** start **

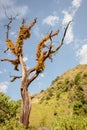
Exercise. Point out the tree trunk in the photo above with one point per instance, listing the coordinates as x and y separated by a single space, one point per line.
25 107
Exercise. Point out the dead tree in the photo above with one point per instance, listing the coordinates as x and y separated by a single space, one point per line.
43 52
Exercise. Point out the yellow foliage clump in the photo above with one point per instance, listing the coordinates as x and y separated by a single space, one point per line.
11 46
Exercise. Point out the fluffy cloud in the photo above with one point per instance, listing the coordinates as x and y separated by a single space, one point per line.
69 35
3 87
51 20
82 54
11 8
25 59
76 3
68 16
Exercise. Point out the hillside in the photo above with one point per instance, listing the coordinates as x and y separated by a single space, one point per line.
63 106
67 96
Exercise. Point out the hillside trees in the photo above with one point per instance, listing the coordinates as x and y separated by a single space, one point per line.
43 52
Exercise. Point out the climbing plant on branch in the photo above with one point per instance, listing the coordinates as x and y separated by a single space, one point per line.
44 51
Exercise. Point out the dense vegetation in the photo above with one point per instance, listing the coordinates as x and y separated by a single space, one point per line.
63 106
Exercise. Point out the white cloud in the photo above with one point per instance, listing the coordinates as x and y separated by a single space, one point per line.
76 3
1 72
69 16
42 75
3 87
51 20
69 35
12 9
25 59
82 54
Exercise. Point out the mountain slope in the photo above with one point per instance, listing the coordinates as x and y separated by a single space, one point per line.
67 95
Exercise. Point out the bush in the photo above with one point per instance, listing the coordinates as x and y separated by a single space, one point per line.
70 123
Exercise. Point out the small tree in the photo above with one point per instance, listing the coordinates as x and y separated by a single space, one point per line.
43 53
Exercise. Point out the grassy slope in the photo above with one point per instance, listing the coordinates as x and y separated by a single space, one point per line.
64 94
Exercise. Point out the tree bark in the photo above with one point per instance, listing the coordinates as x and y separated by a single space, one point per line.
25 107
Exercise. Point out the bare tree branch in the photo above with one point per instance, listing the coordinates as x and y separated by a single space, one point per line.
14 78
23 66
14 62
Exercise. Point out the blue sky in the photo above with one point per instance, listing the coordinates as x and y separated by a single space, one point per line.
51 14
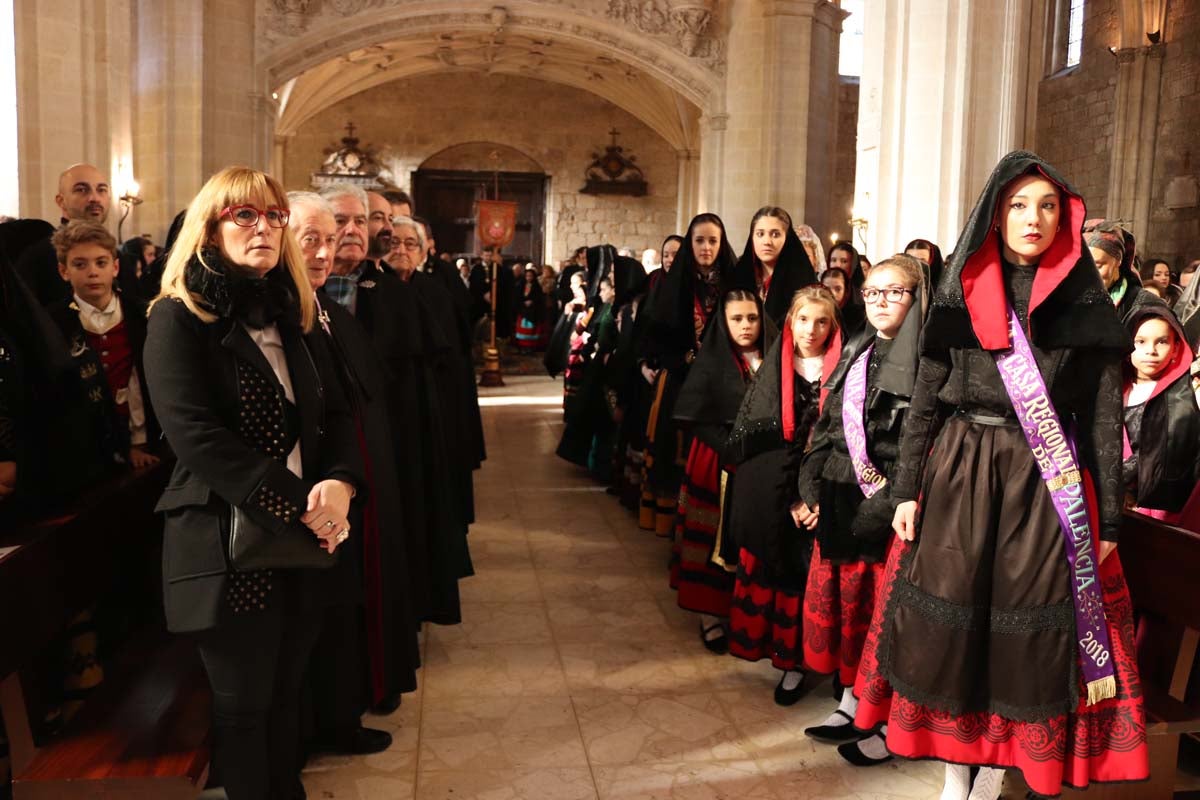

** end **

● Given request
Repeat every item above word for word, leaving out the pictures.

● Answer to the task
Exercise. Point out the tree trunk in the photo above with one point per instance, listing the coordinates as x and y separated by a single space, one point per line.
25 107
Exercise. Point out the dead tree in the photo above with one point per instance, listing the coordinates as x and y separated by a single space, one point per line.
43 52
Exercise. Point out the yellow foliage clump in the photo above with one point per instance, listing the coordinates as x and y separated by a single space, one point per line.
11 46
Exercise. Point out the fluffy cloud in the photo above with one point per instance, listing the coordinates as x and y separated by a single space, one point per line.
69 35
3 87
51 20
82 54
11 8
25 59
76 3
68 16
Exercise. Point out the hillside in the photo above with one point per instance, listing the coordinates as x and y separated by a single space, one point per line.
63 106
67 96
Exercise. Point out the hillside trees in the photo above with one point per instance, listing the coordinates as x and y separated by a single space, one point per line.
43 52
Exercise. Point out the climbing plant on branch in the photo above with one point per instance, listing the coordinates as x and y separated by a single space, one point per line.
44 51
Exercise. Point out the dense vegetation in the photo above with one point per instance, listing the coordinates as x and y separated by a single space, one point per line.
63 106
Exercise. Point out the white cloud in the photo above with one point per instance, listing the coordinates as x and y separated by a single space, one point per line.
76 3
1 72
69 16
42 75
3 87
51 20
69 35
12 9
25 59
82 54
Exercise. Point out the mountain slope in the photo above with one point per instance, listing the coordinates as x and y separated by a single space, one point per line.
67 95
Exercise. Point out the bush in the photo above with one point per instance, listing the coordinates as x and y separated by a single space, one point per line.
70 123
Exercise. Point out the small tree in the photo above with one point per instance, listing the coordinates as x and y separated by a single space, one point per line.
43 53
Exercise. Point out the grassy slope in the photo above with one point per instance, listing the coordinates as x and y separated by a single space, one point per line.
64 94
Exercise. Point out the tree bark in the photo above with one point per instance, listing the coordinates as x and y separated by a single space, one point per line.
25 107
Exercise. Point out the bare tree branch in the photo above with one point per instance, listing the coordinates as x and y separated by a single space, one point per line.
14 78
23 66
14 62
Exercise. Point out the blue sky in the photo above with one point per instance, listing the coordinates as x and y separated by a single space, one point per line.
51 14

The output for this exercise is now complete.